Passage to read:

• • • • •

Jeremy Cunctator’s Fabian tactics in his dealings with the British Medical Association over the junior hospital doctors’ contract have precipitated the first doctors’ strike for 40 years. After declining to negotiate, he belatedly agreed to do so, mediated by Acas. The negotiations failed. Did he intend them to? What do you think? Then on Monday 4 January we were told that the doctors would go on strike for 24 hours on Tuesday 12 January, with further strikes planned for 26 January and 10 February. I started to write my Friday blog. But two days later, on Wednesday 6 January, further negotiations at Acas were announced, to take place on Friday 8 January. I put the blog on hold. Instead, remembering a smooth politician and his exchange with Groucho Marx 65 years ago, I wrote about quacks, mountebanks, and charlatans, and the politician’s quack remedy, Hadacol. Groucho, where are you now?
Predictably, the negotiations failed again. The first strike has happened. Public sympathy for the doctors seems nevertheless to be holding. We can now expect more Fabian tactics—delays, as practised by the Cunctator, and intermittent skirmishes, as demonstrated by him and his colleagues, such as, strikingly, Sarah Wollaston, herself a doctor turned politician.

• • • • •

[Extracted data lines]
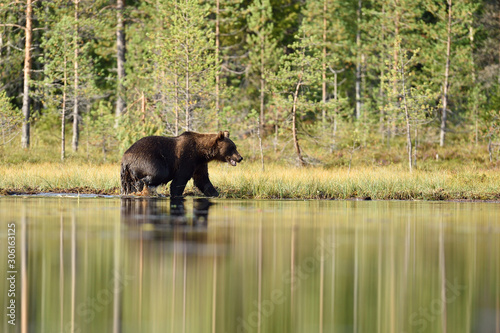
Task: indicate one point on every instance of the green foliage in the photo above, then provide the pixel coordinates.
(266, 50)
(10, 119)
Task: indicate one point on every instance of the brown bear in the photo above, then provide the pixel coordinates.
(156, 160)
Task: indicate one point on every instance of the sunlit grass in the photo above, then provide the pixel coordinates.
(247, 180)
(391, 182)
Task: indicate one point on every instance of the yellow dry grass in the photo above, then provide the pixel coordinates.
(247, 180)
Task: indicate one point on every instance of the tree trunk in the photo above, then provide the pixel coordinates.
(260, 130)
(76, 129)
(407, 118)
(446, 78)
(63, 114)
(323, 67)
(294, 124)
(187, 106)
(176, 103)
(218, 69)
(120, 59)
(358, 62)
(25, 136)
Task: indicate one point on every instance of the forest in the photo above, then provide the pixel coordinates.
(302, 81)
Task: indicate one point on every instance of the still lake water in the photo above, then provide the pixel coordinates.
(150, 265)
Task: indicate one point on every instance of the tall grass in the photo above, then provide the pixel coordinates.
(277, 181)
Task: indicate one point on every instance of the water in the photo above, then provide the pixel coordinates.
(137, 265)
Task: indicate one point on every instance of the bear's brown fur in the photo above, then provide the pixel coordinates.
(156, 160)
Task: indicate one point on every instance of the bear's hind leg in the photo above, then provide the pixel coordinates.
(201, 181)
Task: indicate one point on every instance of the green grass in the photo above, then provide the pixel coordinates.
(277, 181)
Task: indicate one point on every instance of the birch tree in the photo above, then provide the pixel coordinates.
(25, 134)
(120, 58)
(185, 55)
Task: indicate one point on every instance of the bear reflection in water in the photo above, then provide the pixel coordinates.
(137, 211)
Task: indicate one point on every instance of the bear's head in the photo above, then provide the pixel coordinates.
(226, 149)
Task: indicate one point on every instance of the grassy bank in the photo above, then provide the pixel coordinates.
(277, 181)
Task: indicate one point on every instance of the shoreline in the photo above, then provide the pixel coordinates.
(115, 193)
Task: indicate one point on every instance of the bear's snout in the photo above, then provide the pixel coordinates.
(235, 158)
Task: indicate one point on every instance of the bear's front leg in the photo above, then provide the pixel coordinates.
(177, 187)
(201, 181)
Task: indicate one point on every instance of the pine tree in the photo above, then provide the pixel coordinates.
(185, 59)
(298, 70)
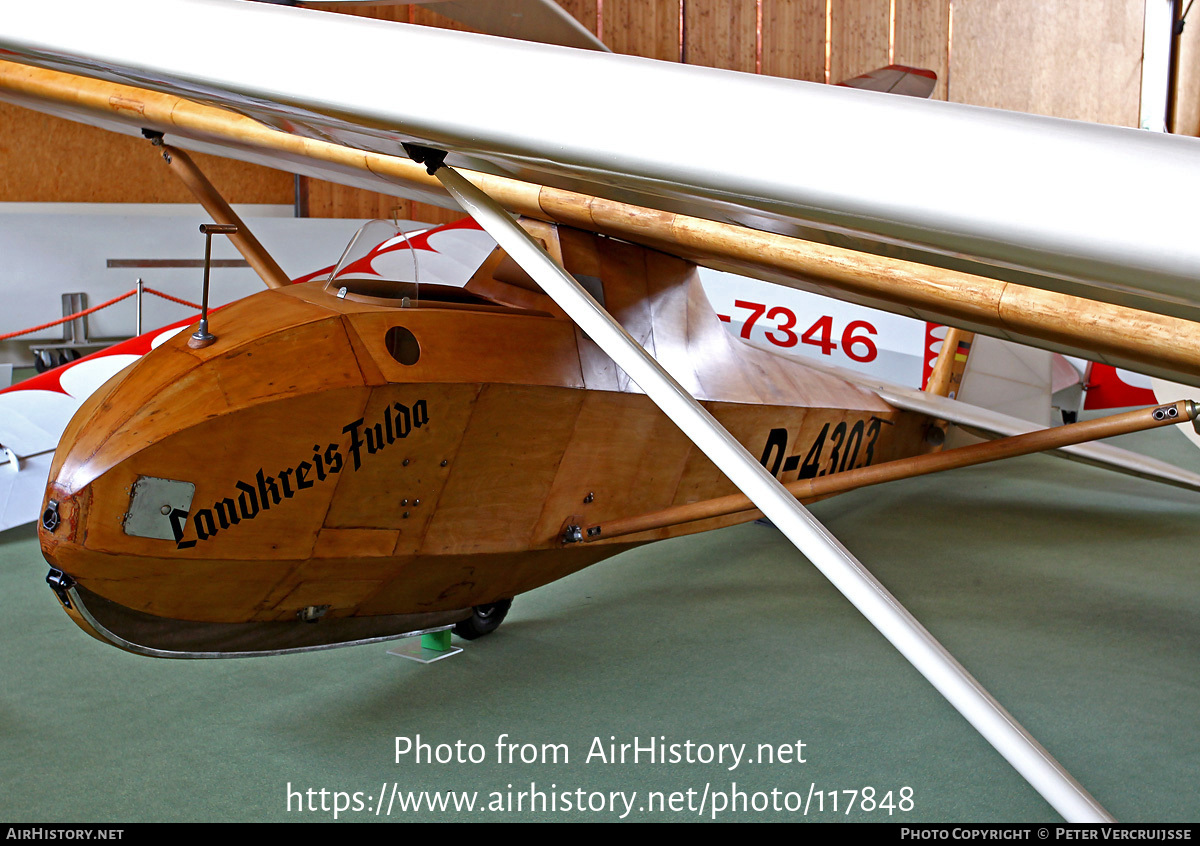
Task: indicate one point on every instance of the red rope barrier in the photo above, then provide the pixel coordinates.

• • • • •

Please reproduce the entire passage about the junior doctors' contract dispute, word for word. These lines have no connection to the passage above.

Task response:
Jeremy Cunctator’s Fabian tactics in his dealings with the British Medical Association over the junior hospital doctors’ contract have precipitated the first doctors’ strike for 40 years. After declining to negotiate, he belatedly agreed to do so, mediated by Acas. The negotiations failed. Did he intend them to? What do you think? Then on Monday 4 January we were told that the doctors would go on strike for 24 hours on Tuesday 12 January, with further strikes planned for 26 January and 10 February. I started to write my Friday blog. But two days later, on Wednesday 6 January, further negotiations at Acas were announced, to take place on Friday 8 January. I put the blog on hold. Instead, remembering a smooth politician and his exchange with Groucho Marx 65 years ago, I wrote about quacks, mountebanks, and charlatans, and the politician’s quack remedy, Hadacol. Groucho, where are you now?
Predictably, the negotiations failed again. The first strike has happened. Public sympathy for the doctors seems nevertheless to be holding. We can now expect more Fabian tactics—delays, as practised by the Cunctator, and intermittent skirmishes, as demonstrated by him and his colleagues, such as, strikingly, Sarah Wollaston, herself a doctor turned politician.